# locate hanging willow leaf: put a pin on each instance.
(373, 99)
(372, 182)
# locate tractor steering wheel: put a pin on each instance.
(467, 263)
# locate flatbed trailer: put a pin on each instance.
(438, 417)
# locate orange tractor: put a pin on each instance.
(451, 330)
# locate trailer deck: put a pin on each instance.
===
Exercise description: Set down exactly the lines that begin with the one containing "# locate orange" and end with the last line above, and no others.

Response area:
# locate orange tractor: put a pin on each instance.
(451, 330)
# locate trailer deck: put a pin on each instance.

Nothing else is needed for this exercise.